- **Énoncé**:
Recopiez les lignes qui vont de celle contenant « Question. For every instance of the red tomato, which » jusqu'à la fin des items, demandes comprises. Multipliez par 1,7 chaque coordonnée des réponses, mais pas les nombres des demandes ni ceux de leurs exemples de format, et arrondissez à l'entier le plus proche, les demis vers le haut.

───── Données

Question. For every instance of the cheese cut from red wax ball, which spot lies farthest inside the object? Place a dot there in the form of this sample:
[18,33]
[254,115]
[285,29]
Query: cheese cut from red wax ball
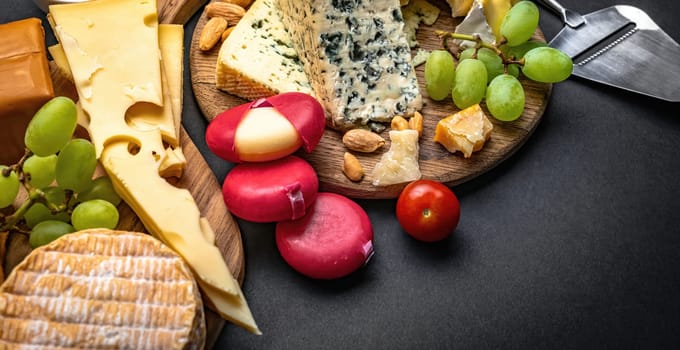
[267,129]
[333,240]
[273,191]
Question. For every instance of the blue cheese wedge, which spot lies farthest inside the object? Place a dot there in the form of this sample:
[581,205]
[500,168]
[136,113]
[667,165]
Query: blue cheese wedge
[357,58]
[258,58]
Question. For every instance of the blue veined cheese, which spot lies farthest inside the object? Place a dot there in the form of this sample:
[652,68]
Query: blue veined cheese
[258,59]
[357,59]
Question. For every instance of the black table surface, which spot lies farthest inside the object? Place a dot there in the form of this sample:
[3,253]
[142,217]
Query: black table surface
[573,242]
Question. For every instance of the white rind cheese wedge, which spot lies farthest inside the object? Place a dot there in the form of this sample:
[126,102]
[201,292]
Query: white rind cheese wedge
[102,289]
[108,70]
[258,59]
[475,23]
[356,57]
[414,13]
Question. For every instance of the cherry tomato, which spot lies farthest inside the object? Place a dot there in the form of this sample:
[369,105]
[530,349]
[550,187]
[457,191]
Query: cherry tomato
[428,210]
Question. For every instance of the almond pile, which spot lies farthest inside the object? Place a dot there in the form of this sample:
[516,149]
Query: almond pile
[222,15]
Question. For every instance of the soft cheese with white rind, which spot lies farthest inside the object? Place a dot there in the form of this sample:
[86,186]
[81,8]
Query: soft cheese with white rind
[357,59]
[475,23]
[258,59]
[102,289]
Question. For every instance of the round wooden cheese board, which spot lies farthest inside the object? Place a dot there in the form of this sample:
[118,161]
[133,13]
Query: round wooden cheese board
[435,162]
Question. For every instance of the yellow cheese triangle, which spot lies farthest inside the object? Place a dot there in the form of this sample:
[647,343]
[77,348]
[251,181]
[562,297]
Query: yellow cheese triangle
[113,52]
[169,213]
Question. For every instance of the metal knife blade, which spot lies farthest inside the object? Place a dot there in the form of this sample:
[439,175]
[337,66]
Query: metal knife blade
[642,58]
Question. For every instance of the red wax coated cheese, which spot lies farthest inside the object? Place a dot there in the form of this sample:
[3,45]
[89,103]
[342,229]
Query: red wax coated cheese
[273,191]
[267,129]
[334,239]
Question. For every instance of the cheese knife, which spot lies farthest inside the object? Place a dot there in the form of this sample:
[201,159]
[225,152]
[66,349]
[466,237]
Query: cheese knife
[620,46]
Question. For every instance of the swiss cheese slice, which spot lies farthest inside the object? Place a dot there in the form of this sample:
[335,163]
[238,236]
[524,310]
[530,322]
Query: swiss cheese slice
[102,289]
[171,215]
[114,69]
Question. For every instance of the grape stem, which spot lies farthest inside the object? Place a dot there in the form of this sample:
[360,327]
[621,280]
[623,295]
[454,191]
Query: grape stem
[469,37]
[10,221]
[479,44]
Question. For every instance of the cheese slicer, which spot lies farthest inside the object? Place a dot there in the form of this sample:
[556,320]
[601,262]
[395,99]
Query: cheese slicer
[620,46]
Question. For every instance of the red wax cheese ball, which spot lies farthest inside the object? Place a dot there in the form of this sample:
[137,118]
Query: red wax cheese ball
[273,191]
[334,239]
[267,129]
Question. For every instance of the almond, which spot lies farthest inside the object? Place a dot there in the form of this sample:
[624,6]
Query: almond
[362,140]
[352,168]
[243,3]
[212,33]
[231,12]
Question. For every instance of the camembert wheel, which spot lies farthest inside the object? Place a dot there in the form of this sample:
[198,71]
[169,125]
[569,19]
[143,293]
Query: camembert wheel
[102,289]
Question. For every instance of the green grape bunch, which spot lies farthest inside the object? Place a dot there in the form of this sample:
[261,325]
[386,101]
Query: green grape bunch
[491,73]
[57,173]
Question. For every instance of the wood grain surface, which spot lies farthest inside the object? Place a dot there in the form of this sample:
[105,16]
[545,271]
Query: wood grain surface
[435,162]
[198,179]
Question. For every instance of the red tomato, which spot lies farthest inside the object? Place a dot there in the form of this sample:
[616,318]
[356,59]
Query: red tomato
[428,210]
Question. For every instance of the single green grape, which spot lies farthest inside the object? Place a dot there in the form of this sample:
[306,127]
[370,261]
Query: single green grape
[55,195]
[47,231]
[520,22]
[517,52]
[470,83]
[439,73]
[492,61]
[96,213]
[51,127]
[547,65]
[505,98]
[75,165]
[38,213]
[102,188]
[41,170]
[9,186]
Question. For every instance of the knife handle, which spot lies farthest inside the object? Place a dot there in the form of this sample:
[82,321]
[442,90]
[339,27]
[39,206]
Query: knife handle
[569,17]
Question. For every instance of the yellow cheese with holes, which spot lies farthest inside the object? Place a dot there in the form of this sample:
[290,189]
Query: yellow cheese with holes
[114,69]
[465,131]
[265,134]
[147,116]
[171,215]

──────────

- **Résultat final**:
Question. For every instance of the red tomato, which spot lies farthest inside the object? Place a dot there in the form of this sample:
[616,318]
[356,59]
Query: red tomato
[728,357]
Question. For every instance of the single green grape, which spot lies farthest inside the object? Place a dot there in the form of this sample:
[306,127]
[370,261]
Query: single green grape
[94,332]
[80,393]
[884,37]
[879,88]
[799,141]
[746,124]
[836,104]
[163,362]
[87,216]
[930,111]
[859,167]
[128,281]
[65,362]
[173,320]
[70,289]
[15,316]
Question. For every instance of the knife handle, which spot lies farthest inside the object? Place a dot there in the form of this sample:
[82,321]
[442,90]
[339,27]
[39,206]
Query: knife handle
[967,29]
Question. For every instance of the yellow cheese with holes, which spot lies farthest inside the object? Place a dot there in the form of this sample:
[290,189]
Query: yellow cheese with holes
[194,117]
[791,223]
[451,228]
[250,197]
[291,366]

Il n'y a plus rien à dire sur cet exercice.